● PROBLEM
Reproduce verbatim the lines of the entries below, starting at the line containing "-- locate the city" and ending at the final line of the entries, with both of those lines included.

● GIVEN INFORMATION
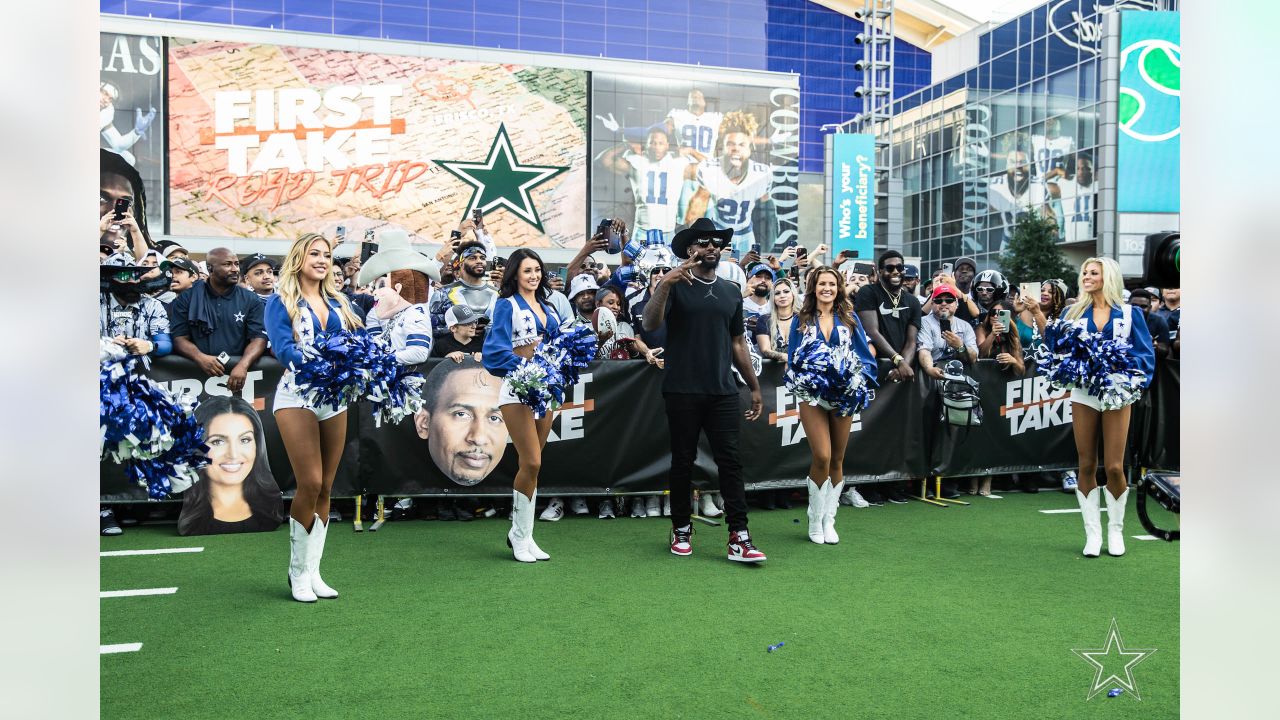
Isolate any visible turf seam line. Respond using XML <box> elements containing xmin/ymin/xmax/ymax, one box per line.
<box><xmin>97</xmin><ymin>547</ymin><xmax>205</xmax><ymax>557</ymax></box>
<box><xmin>99</xmin><ymin>643</ymin><xmax>142</xmax><ymax>655</ymax></box>
<box><xmin>97</xmin><ymin>588</ymin><xmax>178</xmax><ymax>600</ymax></box>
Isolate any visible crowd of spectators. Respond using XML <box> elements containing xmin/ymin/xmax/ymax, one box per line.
<box><xmin>100</xmin><ymin>156</ymin><xmax>1181</xmax><ymax>534</ymax></box>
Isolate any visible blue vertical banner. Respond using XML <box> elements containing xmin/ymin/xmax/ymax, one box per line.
<box><xmin>1116</xmin><ymin>12</ymin><xmax>1183</xmax><ymax>213</ymax></box>
<box><xmin>828</xmin><ymin>133</ymin><xmax>876</xmax><ymax>259</ymax></box>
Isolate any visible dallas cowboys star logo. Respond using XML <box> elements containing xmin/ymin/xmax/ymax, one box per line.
<box><xmin>1071</xmin><ymin>618</ymin><xmax>1156</xmax><ymax>701</ymax></box>
<box><xmin>431</xmin><ymin>124</ymin><xmax>568</xmax><ymax>232</ymax></box>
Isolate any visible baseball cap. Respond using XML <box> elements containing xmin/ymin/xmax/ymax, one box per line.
<box><xmin>929</xmin><ymin>283</ymin><xmax>960</xmax><ymax>297</ymax></box>
<box><xmin>746</xmin><ymin>263</ymin><xmax>778</xmax><ymax>282</ymax></box>
<box><xmin>241</xmin><ymin>252</ymin><xmax>276</xmax><ymax>275</ymax></box>
<box><xmin>160</xmin><ymin>258</ymin><xmax>200</xmax><ymax>275</ymax></box>
<box><xmin>444</xmin><ymin>305</ymin><xmax>480</xmax><ymax>328</ymax></box>
<box><xmin>160</xmin><ymin>240</ymin><xmax>188</xmax><ymax>258</ymax></box>
<box><xmin>568</xmin><ymin>273</ymin><xmax>600</xmax><ymax>300</ymax></box>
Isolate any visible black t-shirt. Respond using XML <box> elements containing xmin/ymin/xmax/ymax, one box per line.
<box><xmin>169</xmin><ymin>281</ymin><xmax>266</xmax><ymax>356</ymax></box>
<box><xmin>431</xmin><ymin>333</ymin><xmax>484</xmax><ymax>357</ymax></box>
<box><xmin>854</xmin><ymin>283</ymin><xmax>920</xmax><ymax>356</ymax></box>
<box><xmin>662</xmin><ymin>277</ymin><xmax>742</xmax><ymax>395</ymax></box>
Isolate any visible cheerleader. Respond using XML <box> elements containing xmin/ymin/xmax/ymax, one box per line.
<box><xmin>265</xmin><ymin>233</ymin><xmax>361</xmax><ymax>602</ymax></box>
<box><xmin>1046</xmin><ymin>258</ymin><xmax>1156</xmax><ymax>557</ymax></box>
<box><xmin>483</xmin><ymin>247</ymin><xmax>561</xmax><ymax>562</ymax></box>
<box><xmin>787</xmin><ymin>266</ymin><xmax>876</xmax><ymax>544</ymax></box>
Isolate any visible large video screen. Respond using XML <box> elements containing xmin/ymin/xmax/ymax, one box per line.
<box><xmin>591</xmin><ymin>73</ymin><xmax>800</xmax><ymax>255</ymax></box>
<box><xmin>169</xmin><ymin>38</ymin><xmax>586</xmax><ymax>247</ymax></box>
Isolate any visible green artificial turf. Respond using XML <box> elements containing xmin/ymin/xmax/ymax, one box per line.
<box><xmin>101</xmin><ymin>492</ymin><xmax>1179</xmax><ymax>720</ymax></box>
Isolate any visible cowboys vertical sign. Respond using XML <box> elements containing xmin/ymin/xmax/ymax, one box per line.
<box><xmin>829</xmin><ymin>133</ymin><xmax>876</xmax><ymax>258</ymax></box>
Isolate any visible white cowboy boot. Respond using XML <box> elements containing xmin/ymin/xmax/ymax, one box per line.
<box><xmin>1075</xmin><ymin>488</ymin><xmax>1102</xmax><ymax>557</ymax></box>
<box><xmin>822</xmin><ymin>480</ymin><xmax>845</xmax><ymax>544</ymax></box>
<box><xmin>289</xmin><ymin>516</ymin><xmax>316</xmax><ymax>602</ymax></box>
<box><xmin>307</xmin><ymin>515</ymin><xmax>338</xmax><ymax>600</ymax></box>
<box><xmin>529</xmin><ymin>488</ymin><xmax>552</xmax><ymax>560</ymax></box>
<box><xmin>507</xmin><ymin>489</ymin><xmax>538</xmax><ymax>562</ymax></box>
<box><xmin>1102</xmin><ymin>488</ymin><xmax>1129</xmax><ymax>557</ymax></box>
<box><xmin>805</xmin><ymin>478</ymin><xmax>827</xmax><ymax>544</ymax></box>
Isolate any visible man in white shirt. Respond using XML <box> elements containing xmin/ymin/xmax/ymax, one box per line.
<box><xmin>685</xmin><ymin>110</ymin><xmax>773</xmax><ymax>258</ymax></box>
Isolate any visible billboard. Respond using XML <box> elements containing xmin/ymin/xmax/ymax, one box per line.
<box><xmin>591</xmin><ymin>72</ymin><xmax>800</xmax><ymax>256</ymax></box>
<box><xmin>827</xmin><ymin>132</ymin><xmax>876</xmax><ymax>258</ymax></box>
<box><xmin>169</xmin><ymin>38</ymin><xmax>586</xmax><ymax>247</ymax></box>
<box><xmin>1116</xmin><ymin>12</ymin><xmax>1183</xmax><ymax>213</ymax></box>
<box><xmin>97</xmin><ymin>32</ymin><xmax>164</xmax><ymax>237</ymax></box>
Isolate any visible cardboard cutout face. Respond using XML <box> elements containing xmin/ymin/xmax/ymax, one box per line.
<box><xmin>413</xmin><ymin>359</ymin><xmax>507</xmax><ymax>487</ymax></box>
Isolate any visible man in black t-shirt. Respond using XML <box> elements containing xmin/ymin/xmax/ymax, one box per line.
<box><xmin>854</xmin><ymin>250</ymin><xmax>920</xmax><ymax>505</ymax></box>
<box><xmin>644</xmin><ymin>218</ymin><xmax>764</xmax><ymax>562</ymax></box>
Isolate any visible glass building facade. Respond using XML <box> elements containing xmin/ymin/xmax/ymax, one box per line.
<box><xmin>99</xmin><ymin>0</ymin><xmax>931</xmax><ymax>173</ymax></box>
<box><xmin>877</xmin><ymin>0</ymin><xmax>1178</xmax><ymax>272</ymax></box>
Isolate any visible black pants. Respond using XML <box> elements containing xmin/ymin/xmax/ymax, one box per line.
<box><xmin>663</xmin><ymin>393</ymin><xmax>746</xmax><ymax>532</ymax></box>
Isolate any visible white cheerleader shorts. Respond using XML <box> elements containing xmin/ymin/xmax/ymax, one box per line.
<box><xmin>271</xmin><ymin>383</ymin><xmax>347</xmax><ymax>423</ymax></box>
<box><xmin>1071</xmin><ymin>375</ymin><xmax>1142</xmax><ymax>413</ymax></box>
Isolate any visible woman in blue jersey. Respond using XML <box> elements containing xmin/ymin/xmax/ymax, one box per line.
<box><xmin>787</xmin><ymin>266</ymin><xmax>876</xmax><ymax>544</ymax></box>
<box><xmin>265</xmin><ymin>233</ymin><xmax>361</xmax><ymax>602</ymax></box>
<box><xmin>484</xmin><ymin>247</ymin><xmax>561</xmax><ymax>562</ymax></box>
<box><xmin>1047</xmin><ymin>258</ymin><xmax>1156</xmax><ymax>557</ymax></box>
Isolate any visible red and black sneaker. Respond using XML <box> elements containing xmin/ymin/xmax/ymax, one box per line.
<box><xmin>671</xmin><ymin>525</ymin><xmax>694</xmax><ymax>557</ymax></box>
<box><xmin>728</xmin><ymin>530</ymin><xmax>765</xmax><ymax>562</ymax></box>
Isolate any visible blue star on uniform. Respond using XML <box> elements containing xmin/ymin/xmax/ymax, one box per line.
<box><xmin>431</xmin><ymin>124</ymin><xmax>568</xmax><ymax>232</ymax></box>
<box><xmin>1071</xmin><ymin>618</ymin><xmax>1156</xmax><ymax>700</ymax></box>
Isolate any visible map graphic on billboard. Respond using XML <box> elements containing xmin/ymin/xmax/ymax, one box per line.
<box><xmin>169</xmin><ymin>38</ymin><xmax>586</xmax><ymax>247</ymax></box>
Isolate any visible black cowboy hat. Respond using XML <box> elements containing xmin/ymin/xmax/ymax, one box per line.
<box><xmin>671</xmin><ymin>218</ymin><xmax>733</xmax><ymax>260</ymax></box>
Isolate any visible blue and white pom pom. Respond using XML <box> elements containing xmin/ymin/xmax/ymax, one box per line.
<box><xmin>1087</xmin><ymin>340</ymin><xmax>1147</xmax><ymax>410</ymax></box>
<box><xmin>538</xmin><ymin>320</ymin><xmax>599</xmax><ymax>386</ymax></box>
<box><xmin>99</xmin><ymin>341</ymin><xmax>209</xmax><ymax>500</ymax></box>
<box><xmin>1036</xmin><ymin>319</ymin><xmax>1146</xmax><ymax>410</ymax></box>
<box><xmin>786</xmin><ymin>337</ymin><xmax>876</xmax><ymax>418</ymax></box>
<box><xmin>506</xmin><ymin>325</ymin><xmax>596</xmax><ymax>418</ymax></box>
<box><xmin>291</xmin><ymin>328</ymin><xmax>376</xmax><ymax>407</ymax></box>
<box><xmin>293</xmin><ymin>328</ymin><xmax>425</xmax><ymax>427</ymax></box>
<box><xmin>365</xmin><ymin>333</ymin><xmax>426</xmax><ymax>428</ymax></box>
<box><xmin>1036</xmin><ymin>319</ymin><xmax>1093</xmax><ymax>389</ymax></box>
<box><xmin>506</xmin><ymin>352</ymin><xmax>564</xmax><ymax>418</ymax></box>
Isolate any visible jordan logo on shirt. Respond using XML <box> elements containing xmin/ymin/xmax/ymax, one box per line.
<box><xmin>881</xmin><ymin>302</ymin><xmax>908</xmax><ymax>320</ymax></box>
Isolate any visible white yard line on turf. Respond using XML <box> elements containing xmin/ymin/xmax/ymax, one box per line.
<box><xmin>97</xmin><ymin>588</ymin><xmax>178</xmax><ymax>598</ymax></box>
<box><xmin>99</xmin><ymin>643</ymin><xmax>142</xmax><ymax>655</ymax></box>
<box><xmin>97</xmin><ymin>547</ymin><xmax>205</xmax><ymax>557</ymax></box>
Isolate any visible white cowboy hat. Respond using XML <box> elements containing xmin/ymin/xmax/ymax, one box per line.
<box><xmin>356</xmin><ymin>229</ymin><xmax>440</xmax><ymax>286</ymax></box>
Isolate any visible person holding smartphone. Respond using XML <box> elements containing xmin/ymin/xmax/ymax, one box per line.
<box><xmin>977</xmin><ymin>300</ymin><xmax>1027</xmax><ymax>377</ymax></box>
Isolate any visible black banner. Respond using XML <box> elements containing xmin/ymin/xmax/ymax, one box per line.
<box><xmin>101</xmin><ymin>357</ymin><xmax>1180</xmax><ymax>501</ymax></box>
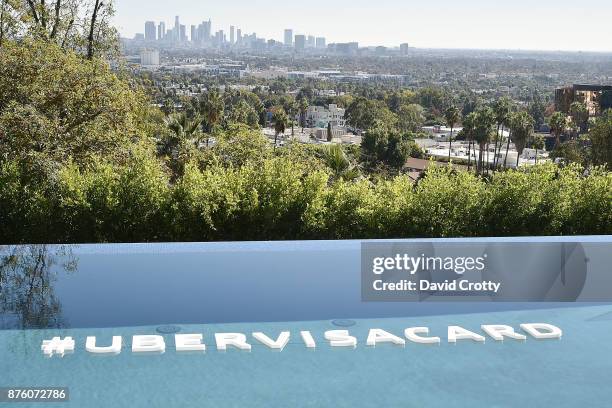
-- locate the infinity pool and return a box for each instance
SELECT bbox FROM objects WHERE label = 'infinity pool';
[0,240,612,408]
[0,306,612,408]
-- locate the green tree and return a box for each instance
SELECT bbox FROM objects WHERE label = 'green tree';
[463,112,477,171]
[548,112,568,149]
[200,90,225,147]
[589,109,612,169]
[570,101,589,134]
[531,135,545,164]
[272,107,288,149]
[397,103,425,133]
[2,0,119,60]
[299,98,309,132]
[474,107,495,172]
[493,97,512,171]
[0,40,152,171]
[444,105,461,161]
[510,111,534,168]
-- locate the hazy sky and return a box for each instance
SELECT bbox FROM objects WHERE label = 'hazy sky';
[115,0,612,51]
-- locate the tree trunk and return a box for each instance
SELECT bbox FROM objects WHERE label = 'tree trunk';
[468,139,472,171]
[504,133,510,169]
[493,125,504,173]
[87,0,103,59]
[448,126,453,163]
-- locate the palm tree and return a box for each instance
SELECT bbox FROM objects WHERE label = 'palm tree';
[323,144,359,181]
[463,112,476,171]
[272,107,288,149]
[511,111,535,169]
[570,101,589,135]
[444,105,461,162]
[299,98,309,133]
[531,135,544,164]
[474,107,495,172]
[163,112,202,154]
[201,90,225,147]
[548,112,567,149]
[285,98,299,136]
[487,96,511,172]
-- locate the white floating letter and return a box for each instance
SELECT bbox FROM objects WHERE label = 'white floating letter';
[300,331,317,348]
[404,327,440,344]
[85,336,122,354]
[132,335,166,353]
[480,324,527,341]
[174,334,206,351]
[448,326,485,343]
[521,323,563,339]
[215,333,251,351]
[325,330,357,347]
[366,329,406,346]
[253,332,291,350]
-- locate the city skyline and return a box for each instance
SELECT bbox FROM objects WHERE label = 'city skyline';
[114,0,612,52]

● CORRECT RESPONSE
-- locate the city skyline and return a box for each instance
SELECT bbox FROM objects WHERE label = 'city skyline';
[114,0,612,52]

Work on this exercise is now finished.